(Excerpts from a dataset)
Content starts

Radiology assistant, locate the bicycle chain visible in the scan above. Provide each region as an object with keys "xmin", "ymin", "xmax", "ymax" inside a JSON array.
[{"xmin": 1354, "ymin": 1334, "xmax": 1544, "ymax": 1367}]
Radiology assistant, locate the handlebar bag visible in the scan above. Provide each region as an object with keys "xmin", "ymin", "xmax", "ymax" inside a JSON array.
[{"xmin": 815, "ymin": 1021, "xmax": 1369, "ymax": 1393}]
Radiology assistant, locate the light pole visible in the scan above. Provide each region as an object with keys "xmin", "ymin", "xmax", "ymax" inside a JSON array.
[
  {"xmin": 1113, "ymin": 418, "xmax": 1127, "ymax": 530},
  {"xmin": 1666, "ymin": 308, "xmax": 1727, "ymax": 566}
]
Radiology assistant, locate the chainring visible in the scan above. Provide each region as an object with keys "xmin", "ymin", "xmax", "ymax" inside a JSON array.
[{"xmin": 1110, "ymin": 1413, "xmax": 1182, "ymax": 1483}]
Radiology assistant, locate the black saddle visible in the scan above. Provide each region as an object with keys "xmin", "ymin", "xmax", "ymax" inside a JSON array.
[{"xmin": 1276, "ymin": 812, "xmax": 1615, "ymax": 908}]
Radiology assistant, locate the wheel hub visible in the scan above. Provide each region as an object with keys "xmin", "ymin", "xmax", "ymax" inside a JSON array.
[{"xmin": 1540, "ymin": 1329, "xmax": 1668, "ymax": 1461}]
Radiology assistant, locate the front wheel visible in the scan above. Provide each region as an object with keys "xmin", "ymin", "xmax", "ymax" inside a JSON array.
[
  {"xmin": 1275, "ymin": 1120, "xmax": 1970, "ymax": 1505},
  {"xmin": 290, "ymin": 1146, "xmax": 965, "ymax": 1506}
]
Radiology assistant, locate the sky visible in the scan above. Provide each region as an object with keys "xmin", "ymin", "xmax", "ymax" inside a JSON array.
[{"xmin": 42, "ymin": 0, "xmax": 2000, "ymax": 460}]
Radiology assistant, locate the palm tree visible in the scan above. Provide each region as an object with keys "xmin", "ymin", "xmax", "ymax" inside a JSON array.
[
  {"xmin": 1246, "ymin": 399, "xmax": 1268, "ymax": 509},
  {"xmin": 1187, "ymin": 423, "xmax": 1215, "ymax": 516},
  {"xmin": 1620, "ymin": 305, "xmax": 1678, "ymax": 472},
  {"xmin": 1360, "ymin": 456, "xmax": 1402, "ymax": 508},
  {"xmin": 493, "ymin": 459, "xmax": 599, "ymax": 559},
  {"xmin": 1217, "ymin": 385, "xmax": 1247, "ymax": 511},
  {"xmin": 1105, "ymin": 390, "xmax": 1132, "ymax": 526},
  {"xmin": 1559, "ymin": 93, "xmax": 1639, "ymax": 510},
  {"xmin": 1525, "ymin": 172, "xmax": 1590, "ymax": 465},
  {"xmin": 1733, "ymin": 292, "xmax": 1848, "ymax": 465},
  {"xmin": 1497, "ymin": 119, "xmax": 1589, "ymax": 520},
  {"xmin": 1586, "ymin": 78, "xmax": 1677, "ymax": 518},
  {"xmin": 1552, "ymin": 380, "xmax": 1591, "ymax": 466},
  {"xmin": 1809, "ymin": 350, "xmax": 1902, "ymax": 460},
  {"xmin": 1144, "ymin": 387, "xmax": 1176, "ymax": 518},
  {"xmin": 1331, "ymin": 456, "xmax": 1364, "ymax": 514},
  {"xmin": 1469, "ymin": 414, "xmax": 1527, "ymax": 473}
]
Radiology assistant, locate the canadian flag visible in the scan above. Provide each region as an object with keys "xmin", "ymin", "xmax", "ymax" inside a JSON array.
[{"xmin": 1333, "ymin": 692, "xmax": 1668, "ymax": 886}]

Content ends

Nothing is to be altered; retype each entry exactly.

## [ANSWER SECTION]
Radiology assistant, locate the bicycle chain visible in the scan above. Provide each region as an object with keys "xmin", "ymin", "xmax", "ymax" inside a JSON array.
[{"xmin": 1354, "ymin": 1334, "xmax": 1544, "ymax": 1367}]
Radiology assistant, locate the handlebar bag visible in the scan above. Provide each region as an object with keys "xmin", "ymin", "xmax", "ymax" inside a JSON array.
[{"xmin": 815, "ymin": 1021, "xmax": 1369, "ymax": 1393}]
Radiology assistant, locate the light pole visible in the scan above. Provide each region as an object with keys "xmin", "ymin", "xmax", "ymax" inside a JSON array.
[
  {"xmin": 1113, "ymin": 418, "xmax": 1127, "ymax": 530},
  {"xmin": 1666, "ymin": 308, "xmax": 1727, "ymax": 566}
]
Radiology assistant, locate the chainring visible in the scan above. Provide each region as an object with keys "xmin", "ymin", "xmax", "ymax" inside a JSON array.
[{"xmin": 1110, "ymin": 1413, "xmax": 1182, "ymax": 1483}]
Radiology assistant, locate the black saddle visible in the scan above. Provide each region as an object with keys "xmin", "ymin", "xmax", "ymax" inside a JSON array.
[{"xmin": 1276, "ymin": 812, "xmax": 1615, "ymax": 908}]
Radiology assistant, locate the wheel hub visible in the scan above. Provide each region as an object with keys "xmin", "ymin", "xmax", "ymax" inside a JSON array.
[{"xmin": 1540, "ymin": 1329, "xmax": 1668, "ymax": 1461}]
Radiology assistant, locate the front wheel visible in the scan above. Provide each region as an object with keys "xmin", "ymin", "xmax", "ymax" inside a JSON array.
[
  {"xmin": 1275, "ymin": 1120, "xmax": 1970, "ymax": 1505},
  {"xmin": 290, "ymin": 1146, "xmax": 965, "ymax": 1506}
]
Radiology assistant, locate the sky visible in the scan above. Provide each region as an object with keys "xmin", "ymin", "xmax", "ymax" inside a JSON array.
[{"xmin": 42, "ymin": 0, "xmax": 2000, "ymax": 460}]
Radiology assistant, locate the palm tree visible in the scan above. Provide each region as an object with keys "xmin", "ymin", "xmax", "ymax" inside a JSON array.
[
  {"xmin": 1246, "ymin": 399, "xmax": 1268, "ymax": 509},
  {"xmin": 1187, "ymin": 423, "xmax": 1215, "ymax": 516},
  {"xmin": 1620, "ymin": 305, "xmax": 1678, "ymax": 472},
  {"xmin": 1360, "ymin": 456, "xmax": 1402, "ymax": 508},
  {"xmin": 493, "ymin": 459, "xmax": 599, "ymax": 559},
  {"xmin": 1217, "ymin": 385, "xmax": 1247, "ymax": 511},
  {"xmin": 1105, "ymin": 390, "xmax": 1132, "ymax": 526},
  {"xmin": 1559, "ymin": 93, "xmax": 1639, "ymax": 510},
  {"xmin": 1525, "ymin": 172, "xmax": 1590, "ymax": 465},
  {"xmin": 1733, "ymin": 292, "xmax": 1848, "ymax": 465},
  {"xmin": 1497, "ymin": 119, "xmax": 1589, "ymax": 520},
  {"xmin": 1586, "ymin": 78, "xmax": 1677, "ymax": 518},
  {"xmin": 1552, "ymin": 380, "xmax": 1591, "ymax": 466},
  {"xmin": 1809, "ymin": 350, "xmax": 1902, "ymax": 460},
  {"xmin": 1144, "ymin": 387, "xmax": 1176, "ymax": 518},
  {"xmin": 1331, "ymin": 456, "xmax": 1364, "ymax": 514},
  {"xmin": 1469, "ymin": 414, "xmax": 1527, "ymax": 473}
]
Radiology assistant, locate the canadian flag visible in the scan above. Provide each region as an object with keys "xmin", "ymin", "xmax", "ymax" inside a JSON array.
[{"xmin": 1333, "ymin": 692, "xmax": 1668, "ymax": 886}]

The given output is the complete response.